▸ **Work request**:
Condense the paragraph beginning "Multimanager funds like Griffin's Citadel" in the article on multimanager hedge funds below into a single sentence that keeps its main facts.

Citadel and Its Peers Are Piling Into the Same Trades. Regulators Are Taking Notice

Even Ken Griffin is a little worried.

Multimanager funds like Griffin’s Citadel have come to dominate the hedge fund industry, riding a steady run of outperformance to oversee more than $1 trillion, including a healthy dose of leverage. But the explosive growth has led the industry giants to pile into many of the same trades.

That has built unease among regulators, investors and traders over these so-called pod shops. And while Citadel’s billionaire founder has vocally opposed any notion that his firm and rivals pose systemic risks and need more regulation, even he acknowledges that crowded trades could lead to widespread losses if all of them head for the exits at once.

“Could you see the multimanager hedge funds take a joint 10, 15, 20% hit to their equity? It’s possible,” Griffin said during a Nov. 9 interview at a Bloomberg conference in Singapore, calling such a drop “painful, but not systemic.”

Citadel, Millennium Management and Balyasny Asset Management are the leaders in a strategy that divvies up money across dozens or even hundreds of teams that operate somewhat independently across a range of markets and strategies.

Their success in the past several years has drawn new investors and competitors. Yet overcrowding in some bets, increased market volatility, an expensive talent war and lower returns this year have prompted market participants to question whether the world of high finance is approaching peak pod.

▸ **Extracted entries**:
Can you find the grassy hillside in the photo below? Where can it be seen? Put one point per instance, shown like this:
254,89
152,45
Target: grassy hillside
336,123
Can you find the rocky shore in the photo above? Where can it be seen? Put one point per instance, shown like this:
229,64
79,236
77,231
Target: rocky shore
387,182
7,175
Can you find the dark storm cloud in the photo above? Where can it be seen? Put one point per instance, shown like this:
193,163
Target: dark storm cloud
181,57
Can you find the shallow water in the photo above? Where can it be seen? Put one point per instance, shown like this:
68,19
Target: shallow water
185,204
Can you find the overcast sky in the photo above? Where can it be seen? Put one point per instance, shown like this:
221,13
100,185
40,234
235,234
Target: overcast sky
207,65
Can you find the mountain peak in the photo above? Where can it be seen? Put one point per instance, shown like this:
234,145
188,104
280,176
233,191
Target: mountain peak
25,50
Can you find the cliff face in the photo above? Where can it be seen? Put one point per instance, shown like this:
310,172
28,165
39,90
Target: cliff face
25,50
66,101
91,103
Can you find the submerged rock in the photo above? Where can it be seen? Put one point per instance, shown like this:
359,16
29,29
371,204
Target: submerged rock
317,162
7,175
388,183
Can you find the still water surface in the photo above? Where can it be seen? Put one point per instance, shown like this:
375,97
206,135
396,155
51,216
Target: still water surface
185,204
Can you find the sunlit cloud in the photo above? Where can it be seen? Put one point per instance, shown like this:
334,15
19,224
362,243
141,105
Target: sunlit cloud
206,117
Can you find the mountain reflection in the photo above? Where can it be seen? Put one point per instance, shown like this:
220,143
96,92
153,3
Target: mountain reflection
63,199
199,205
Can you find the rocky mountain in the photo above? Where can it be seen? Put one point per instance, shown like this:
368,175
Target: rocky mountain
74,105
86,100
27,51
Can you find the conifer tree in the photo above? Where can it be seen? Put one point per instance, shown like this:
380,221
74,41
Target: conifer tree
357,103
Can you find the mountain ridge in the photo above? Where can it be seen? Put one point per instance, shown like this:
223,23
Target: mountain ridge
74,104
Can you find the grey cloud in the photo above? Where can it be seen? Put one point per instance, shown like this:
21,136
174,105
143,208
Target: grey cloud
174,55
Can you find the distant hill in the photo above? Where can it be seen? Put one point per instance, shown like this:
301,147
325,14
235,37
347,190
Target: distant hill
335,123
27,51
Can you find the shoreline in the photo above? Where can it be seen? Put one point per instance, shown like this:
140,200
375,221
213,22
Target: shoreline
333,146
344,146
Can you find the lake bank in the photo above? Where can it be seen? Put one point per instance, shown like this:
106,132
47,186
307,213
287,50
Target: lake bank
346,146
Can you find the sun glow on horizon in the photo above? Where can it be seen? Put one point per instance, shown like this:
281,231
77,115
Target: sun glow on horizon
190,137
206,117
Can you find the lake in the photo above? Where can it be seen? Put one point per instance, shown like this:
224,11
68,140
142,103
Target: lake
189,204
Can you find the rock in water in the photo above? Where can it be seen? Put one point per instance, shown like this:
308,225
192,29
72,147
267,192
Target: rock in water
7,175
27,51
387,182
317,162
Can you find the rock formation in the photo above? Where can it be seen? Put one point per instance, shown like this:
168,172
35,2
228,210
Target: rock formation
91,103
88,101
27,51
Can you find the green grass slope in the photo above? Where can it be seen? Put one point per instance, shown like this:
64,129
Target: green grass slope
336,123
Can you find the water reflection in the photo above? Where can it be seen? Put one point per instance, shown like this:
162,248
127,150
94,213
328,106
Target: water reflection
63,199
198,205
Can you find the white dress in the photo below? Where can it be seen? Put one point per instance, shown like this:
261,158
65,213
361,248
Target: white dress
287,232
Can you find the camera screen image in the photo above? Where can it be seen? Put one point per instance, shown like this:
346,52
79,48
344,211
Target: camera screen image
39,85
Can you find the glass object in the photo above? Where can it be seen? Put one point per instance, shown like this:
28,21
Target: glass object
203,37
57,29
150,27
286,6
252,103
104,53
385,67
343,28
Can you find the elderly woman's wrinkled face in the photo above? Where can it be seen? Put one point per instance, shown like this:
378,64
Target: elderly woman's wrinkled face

▸ **Exercise solution**:
After years of outperformance, multimanager funds such as Citadel dominate the hedge fund industry and oversee more than $1 trillion, including substantial leverage, but their rapid growth has pushed the biggest firms into many of the same trades.